## begin
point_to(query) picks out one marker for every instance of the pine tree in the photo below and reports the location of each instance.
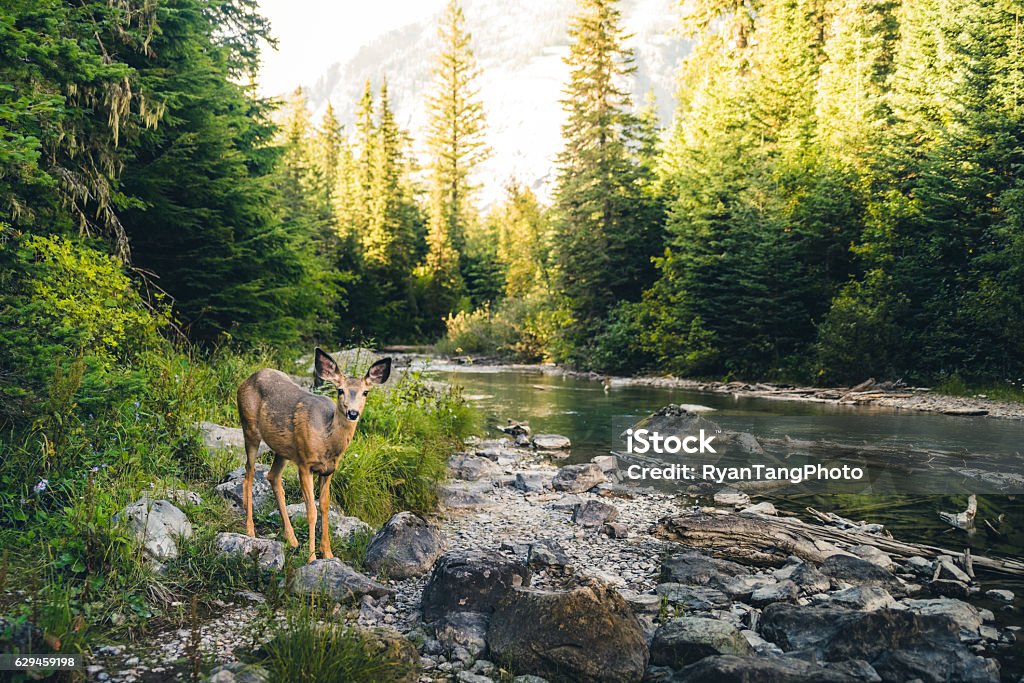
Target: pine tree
(607, 226)
(456, 145)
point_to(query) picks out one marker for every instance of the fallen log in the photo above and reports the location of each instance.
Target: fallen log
(769, 541)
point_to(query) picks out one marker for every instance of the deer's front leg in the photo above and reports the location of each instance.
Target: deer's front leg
(325, 501)
(306, 482)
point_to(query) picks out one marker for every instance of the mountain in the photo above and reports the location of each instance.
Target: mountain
(519, 45)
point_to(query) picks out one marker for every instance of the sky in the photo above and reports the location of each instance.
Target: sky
(313, 34)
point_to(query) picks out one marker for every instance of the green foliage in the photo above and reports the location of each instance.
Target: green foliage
(310, 646)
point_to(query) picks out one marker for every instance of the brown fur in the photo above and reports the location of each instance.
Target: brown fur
(310, 430)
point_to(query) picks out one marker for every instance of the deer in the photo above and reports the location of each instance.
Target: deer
(311, 430)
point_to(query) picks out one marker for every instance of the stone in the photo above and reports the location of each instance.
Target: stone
(783, 591)
(686, 639)
(693, 597)
(615, 530)
(594, 513)
(1000, 595)
(863, 597)
(470, 581)
(337, 581)
(551, 442)
(232, 485)
(269, 554)
(406, 546)
(733, 669)
(697, 569)
(587, 635)
(855, 570)
(466, 495)
(472, 468)
(873, 555)
(237, 672)
(532, 482)
(156, 525)
(900, 644)
(578, 478)
(464, 629)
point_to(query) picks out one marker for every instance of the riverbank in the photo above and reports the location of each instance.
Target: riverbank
(606, 564)
(882, 394)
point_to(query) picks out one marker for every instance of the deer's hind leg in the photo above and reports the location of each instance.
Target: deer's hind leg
(273, 476)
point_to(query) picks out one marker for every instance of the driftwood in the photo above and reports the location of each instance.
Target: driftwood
(768, 541)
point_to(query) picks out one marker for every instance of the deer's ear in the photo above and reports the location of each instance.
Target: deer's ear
(379, 372)
(325, 368)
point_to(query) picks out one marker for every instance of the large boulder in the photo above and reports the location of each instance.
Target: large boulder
(687, 639)
(471, 581)
(337, 581)
(586, 635)
(156, 525)
(269, 554)
(899, 643)
(578, 478)
(407, 546)
(732, 669)
(233, 484)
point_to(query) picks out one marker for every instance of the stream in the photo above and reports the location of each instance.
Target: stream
## end
> **Problem requirements**: Copy out the records verbatim, starting at the line that contains "of the large" and continuing through the last line of the records.

> **Response below**:
point_to(query) picks out one marker for every instance of the large boulder in the photo above and reports the location of each instance.
Target: large boulder
(687, 639)
(471, 581)
(337, 581)
(586, 635)
(156, 525)
(269, 554)
(899, 643)
(578, 478)
(407, 546)
(732, 669)
(233, 484)
point_to(query) picks out one marker for every instance of the stream in the photo above and reports the location of each instance.
Target: stream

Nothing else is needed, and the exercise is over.